REQUIRED TASK> Take the line that contains "Could you please indicate the white polo" as the first and the last line of the material as the final one; set down exactly the lines in that span.

(Location labeling records)
________________________

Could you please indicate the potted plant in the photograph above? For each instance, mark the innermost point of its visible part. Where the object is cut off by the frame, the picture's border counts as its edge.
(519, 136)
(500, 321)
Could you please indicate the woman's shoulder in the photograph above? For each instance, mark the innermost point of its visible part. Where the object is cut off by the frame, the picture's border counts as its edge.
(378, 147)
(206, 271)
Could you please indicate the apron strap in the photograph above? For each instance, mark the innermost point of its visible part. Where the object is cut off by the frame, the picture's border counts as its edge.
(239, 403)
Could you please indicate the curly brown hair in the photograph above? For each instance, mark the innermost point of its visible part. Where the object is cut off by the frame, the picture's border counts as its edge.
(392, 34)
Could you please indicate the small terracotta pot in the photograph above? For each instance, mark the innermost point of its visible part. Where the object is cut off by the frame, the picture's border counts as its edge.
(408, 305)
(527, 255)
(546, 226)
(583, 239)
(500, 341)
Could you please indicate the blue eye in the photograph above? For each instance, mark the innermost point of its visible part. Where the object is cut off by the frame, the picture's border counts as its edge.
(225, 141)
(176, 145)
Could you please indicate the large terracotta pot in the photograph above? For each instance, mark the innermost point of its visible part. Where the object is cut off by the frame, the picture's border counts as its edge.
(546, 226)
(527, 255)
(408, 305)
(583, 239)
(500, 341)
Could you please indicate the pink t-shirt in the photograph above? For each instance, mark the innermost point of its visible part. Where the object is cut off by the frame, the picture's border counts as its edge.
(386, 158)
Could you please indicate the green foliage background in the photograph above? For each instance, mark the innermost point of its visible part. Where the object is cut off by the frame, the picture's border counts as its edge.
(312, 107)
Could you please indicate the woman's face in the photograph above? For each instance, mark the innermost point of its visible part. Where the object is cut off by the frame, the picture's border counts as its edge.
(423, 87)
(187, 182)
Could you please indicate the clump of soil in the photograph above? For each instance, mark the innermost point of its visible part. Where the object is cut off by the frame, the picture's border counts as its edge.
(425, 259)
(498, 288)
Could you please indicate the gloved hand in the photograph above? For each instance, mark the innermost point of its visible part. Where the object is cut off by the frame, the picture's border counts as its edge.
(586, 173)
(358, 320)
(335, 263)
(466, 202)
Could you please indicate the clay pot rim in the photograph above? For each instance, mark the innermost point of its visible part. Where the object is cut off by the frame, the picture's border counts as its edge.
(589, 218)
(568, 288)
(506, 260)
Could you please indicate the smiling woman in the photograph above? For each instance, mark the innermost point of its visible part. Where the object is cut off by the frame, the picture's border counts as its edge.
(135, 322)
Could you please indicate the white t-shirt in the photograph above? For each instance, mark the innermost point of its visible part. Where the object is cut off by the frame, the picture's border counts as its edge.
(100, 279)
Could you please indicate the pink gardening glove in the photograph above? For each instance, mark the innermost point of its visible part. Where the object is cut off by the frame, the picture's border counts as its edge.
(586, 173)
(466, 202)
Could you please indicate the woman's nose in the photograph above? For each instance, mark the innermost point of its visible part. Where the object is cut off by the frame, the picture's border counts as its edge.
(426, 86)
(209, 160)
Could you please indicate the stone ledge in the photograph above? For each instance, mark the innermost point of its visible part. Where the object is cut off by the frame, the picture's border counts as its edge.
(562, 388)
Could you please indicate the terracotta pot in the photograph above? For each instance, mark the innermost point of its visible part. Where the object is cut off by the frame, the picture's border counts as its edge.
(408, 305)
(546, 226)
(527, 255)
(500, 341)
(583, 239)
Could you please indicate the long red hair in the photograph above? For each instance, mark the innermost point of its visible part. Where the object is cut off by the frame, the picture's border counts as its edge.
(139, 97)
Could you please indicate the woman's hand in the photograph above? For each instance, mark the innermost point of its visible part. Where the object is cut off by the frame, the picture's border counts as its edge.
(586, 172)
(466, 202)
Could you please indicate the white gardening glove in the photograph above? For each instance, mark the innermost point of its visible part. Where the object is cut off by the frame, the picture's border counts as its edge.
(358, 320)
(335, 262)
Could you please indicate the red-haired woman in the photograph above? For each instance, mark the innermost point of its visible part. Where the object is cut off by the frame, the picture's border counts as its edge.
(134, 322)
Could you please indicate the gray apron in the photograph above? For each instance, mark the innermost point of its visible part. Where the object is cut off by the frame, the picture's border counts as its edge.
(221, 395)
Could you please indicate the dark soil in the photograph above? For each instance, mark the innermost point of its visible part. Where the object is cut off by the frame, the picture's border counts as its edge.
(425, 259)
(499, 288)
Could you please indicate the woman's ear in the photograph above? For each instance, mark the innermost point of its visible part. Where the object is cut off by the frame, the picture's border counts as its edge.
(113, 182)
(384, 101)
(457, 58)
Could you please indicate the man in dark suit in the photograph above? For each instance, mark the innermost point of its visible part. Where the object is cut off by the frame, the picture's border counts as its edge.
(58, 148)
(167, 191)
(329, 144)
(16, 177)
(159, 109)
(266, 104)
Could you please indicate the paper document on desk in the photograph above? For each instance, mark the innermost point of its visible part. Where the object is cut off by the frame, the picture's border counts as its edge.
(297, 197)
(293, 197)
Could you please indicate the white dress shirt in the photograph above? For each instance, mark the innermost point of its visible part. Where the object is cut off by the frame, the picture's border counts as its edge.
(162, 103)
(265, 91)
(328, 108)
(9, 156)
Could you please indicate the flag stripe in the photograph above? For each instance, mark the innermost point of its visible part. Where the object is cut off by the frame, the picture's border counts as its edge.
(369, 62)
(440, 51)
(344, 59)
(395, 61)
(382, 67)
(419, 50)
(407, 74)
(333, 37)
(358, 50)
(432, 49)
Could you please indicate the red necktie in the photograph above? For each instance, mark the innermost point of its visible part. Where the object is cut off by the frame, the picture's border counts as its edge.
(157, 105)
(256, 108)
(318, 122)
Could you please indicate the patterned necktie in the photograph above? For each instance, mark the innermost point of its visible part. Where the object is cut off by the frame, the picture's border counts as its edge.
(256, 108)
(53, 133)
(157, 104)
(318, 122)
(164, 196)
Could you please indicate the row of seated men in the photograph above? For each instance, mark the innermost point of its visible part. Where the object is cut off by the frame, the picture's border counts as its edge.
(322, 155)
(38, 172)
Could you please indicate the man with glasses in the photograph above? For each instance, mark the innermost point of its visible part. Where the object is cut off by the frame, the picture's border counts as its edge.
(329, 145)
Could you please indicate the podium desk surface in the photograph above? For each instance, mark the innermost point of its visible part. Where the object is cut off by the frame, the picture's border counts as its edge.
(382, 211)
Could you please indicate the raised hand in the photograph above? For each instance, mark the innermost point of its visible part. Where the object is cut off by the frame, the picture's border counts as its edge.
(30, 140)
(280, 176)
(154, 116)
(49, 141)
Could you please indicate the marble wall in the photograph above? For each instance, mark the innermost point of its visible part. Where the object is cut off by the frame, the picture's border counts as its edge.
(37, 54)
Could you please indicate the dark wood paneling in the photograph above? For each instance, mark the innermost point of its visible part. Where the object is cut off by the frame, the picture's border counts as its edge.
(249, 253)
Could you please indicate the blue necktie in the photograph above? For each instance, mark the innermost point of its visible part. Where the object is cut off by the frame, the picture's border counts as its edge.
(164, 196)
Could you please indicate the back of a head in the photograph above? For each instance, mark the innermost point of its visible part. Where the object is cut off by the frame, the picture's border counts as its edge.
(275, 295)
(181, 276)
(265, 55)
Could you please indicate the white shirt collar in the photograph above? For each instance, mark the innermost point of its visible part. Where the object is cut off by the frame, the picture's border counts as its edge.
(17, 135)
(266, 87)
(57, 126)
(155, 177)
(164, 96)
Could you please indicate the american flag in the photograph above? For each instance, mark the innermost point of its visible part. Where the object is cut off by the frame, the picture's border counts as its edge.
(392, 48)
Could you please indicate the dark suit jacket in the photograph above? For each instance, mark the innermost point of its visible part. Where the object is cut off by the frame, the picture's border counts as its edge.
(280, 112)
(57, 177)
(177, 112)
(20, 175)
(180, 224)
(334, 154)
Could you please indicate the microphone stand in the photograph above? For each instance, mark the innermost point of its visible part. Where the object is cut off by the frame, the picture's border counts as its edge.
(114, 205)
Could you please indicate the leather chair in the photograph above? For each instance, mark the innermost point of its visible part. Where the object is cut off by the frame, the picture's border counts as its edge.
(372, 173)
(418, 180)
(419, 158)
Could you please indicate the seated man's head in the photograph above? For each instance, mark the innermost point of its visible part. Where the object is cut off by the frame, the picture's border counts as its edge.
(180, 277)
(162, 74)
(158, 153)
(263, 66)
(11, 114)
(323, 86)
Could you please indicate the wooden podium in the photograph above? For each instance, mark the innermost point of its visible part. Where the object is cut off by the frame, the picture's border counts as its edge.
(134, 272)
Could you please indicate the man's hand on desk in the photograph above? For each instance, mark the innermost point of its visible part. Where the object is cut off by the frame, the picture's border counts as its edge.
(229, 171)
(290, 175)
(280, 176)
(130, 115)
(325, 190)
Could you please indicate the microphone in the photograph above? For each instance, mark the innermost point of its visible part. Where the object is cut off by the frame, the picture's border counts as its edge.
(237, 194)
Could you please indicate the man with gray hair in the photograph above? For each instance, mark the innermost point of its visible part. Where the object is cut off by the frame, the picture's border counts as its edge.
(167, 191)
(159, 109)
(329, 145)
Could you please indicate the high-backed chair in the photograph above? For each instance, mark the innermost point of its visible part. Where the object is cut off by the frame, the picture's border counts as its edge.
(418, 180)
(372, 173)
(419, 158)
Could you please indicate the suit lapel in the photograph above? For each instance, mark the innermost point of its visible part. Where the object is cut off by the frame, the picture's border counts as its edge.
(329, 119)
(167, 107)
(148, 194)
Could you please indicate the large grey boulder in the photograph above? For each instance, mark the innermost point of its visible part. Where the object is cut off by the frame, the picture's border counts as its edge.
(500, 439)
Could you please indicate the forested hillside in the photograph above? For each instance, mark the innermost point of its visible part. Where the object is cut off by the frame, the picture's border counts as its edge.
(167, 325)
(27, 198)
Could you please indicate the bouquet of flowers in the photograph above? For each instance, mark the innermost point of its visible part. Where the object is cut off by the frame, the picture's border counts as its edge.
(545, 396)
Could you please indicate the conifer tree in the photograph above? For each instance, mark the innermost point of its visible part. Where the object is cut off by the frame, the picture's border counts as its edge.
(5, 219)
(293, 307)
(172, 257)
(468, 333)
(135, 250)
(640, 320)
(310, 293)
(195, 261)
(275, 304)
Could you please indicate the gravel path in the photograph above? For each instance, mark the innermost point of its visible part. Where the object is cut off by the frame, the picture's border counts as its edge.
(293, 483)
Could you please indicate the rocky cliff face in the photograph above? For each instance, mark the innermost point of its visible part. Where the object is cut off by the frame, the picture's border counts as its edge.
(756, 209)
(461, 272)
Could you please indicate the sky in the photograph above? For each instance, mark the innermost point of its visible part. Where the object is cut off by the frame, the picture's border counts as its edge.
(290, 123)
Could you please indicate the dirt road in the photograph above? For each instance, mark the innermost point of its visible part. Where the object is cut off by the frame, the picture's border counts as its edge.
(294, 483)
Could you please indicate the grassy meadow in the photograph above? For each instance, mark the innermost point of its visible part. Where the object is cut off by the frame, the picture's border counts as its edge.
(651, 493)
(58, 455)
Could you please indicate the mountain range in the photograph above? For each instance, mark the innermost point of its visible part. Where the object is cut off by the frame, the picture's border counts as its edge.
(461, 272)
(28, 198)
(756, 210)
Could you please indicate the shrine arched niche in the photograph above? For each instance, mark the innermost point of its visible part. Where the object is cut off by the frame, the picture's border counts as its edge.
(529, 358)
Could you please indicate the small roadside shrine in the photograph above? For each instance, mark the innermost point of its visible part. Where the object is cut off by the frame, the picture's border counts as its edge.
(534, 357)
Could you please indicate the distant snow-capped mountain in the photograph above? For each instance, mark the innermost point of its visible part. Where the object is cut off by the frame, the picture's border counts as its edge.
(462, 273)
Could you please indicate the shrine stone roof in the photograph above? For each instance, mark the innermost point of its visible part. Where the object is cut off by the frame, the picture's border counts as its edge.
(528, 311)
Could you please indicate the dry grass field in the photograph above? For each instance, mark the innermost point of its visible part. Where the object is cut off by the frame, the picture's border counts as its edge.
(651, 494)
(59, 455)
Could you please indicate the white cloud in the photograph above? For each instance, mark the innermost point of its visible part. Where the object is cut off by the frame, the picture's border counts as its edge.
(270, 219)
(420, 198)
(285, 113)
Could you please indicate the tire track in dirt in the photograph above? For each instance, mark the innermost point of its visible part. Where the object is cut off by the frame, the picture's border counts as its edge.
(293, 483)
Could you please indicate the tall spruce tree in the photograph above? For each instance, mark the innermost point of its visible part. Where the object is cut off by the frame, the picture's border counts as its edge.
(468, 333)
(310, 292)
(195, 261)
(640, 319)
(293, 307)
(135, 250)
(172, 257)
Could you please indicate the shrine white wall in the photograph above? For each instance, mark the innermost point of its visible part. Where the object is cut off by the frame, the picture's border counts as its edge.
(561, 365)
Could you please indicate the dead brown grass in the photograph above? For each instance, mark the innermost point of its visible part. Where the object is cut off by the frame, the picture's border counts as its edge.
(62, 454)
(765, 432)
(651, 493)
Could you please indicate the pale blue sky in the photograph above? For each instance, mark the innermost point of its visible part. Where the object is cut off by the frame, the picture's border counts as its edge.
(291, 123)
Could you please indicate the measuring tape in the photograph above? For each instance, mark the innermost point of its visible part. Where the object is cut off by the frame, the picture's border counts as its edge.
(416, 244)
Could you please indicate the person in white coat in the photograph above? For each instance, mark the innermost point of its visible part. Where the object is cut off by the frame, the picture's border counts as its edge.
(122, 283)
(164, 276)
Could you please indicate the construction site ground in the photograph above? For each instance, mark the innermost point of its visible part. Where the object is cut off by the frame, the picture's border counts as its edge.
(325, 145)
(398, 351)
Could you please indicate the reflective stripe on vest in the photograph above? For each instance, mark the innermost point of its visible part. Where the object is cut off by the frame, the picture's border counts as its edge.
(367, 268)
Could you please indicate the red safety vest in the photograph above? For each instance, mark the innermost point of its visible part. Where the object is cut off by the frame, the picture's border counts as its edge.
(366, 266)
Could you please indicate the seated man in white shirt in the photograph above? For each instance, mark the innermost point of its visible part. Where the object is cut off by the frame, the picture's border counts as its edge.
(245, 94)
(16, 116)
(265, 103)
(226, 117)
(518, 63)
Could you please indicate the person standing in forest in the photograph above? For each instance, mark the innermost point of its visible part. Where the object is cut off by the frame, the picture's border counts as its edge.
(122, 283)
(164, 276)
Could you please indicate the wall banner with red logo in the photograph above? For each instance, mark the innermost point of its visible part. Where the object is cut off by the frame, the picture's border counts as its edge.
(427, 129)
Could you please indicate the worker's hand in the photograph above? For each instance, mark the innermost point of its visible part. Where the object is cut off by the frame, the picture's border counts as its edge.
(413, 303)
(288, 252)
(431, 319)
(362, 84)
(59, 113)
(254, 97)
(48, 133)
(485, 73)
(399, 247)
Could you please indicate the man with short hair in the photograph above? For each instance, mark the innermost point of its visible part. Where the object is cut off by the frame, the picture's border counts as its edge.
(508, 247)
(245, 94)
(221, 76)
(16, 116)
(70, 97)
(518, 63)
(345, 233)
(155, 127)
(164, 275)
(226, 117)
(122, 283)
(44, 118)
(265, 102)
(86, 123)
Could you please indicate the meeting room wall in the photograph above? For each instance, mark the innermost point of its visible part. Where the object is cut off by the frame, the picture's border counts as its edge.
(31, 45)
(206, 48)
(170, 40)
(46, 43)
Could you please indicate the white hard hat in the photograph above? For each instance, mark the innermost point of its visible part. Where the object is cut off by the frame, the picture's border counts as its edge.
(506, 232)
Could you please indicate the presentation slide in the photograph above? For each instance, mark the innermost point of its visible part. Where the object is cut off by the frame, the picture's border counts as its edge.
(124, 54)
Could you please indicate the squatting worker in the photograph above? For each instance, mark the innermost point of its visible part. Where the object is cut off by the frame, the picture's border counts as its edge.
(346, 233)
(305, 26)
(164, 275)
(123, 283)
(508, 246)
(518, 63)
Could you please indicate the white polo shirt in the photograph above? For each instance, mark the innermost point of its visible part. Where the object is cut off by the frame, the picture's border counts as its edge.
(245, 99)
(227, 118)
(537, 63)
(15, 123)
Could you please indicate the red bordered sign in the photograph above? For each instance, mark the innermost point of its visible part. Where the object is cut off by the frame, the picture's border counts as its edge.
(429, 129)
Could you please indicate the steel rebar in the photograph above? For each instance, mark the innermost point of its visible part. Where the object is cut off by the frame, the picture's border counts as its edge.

________________________

COMPLETE ANSWER>
Could you please indicate the white polo shirt in the photograph above? For each instance, mark the innermost point of its visible part. Where the object is cut off by the frame, the picture's border counts as its edge.
(245, 99)
(227, 118)
(537, 63)
(15, 123)
Could you please indicate the red bordered sign in the photograph above? For each instance, mark the innermost point of its visible part. Where the object is cut off by the frame, the picture's border counts as its edge.
(429, 129)
Could you please indicate the steel rebar in the photograph above? For each instance, mark the innermost point of its visible part. Where the object is cut off by the frame, the picture's border counts as its edge.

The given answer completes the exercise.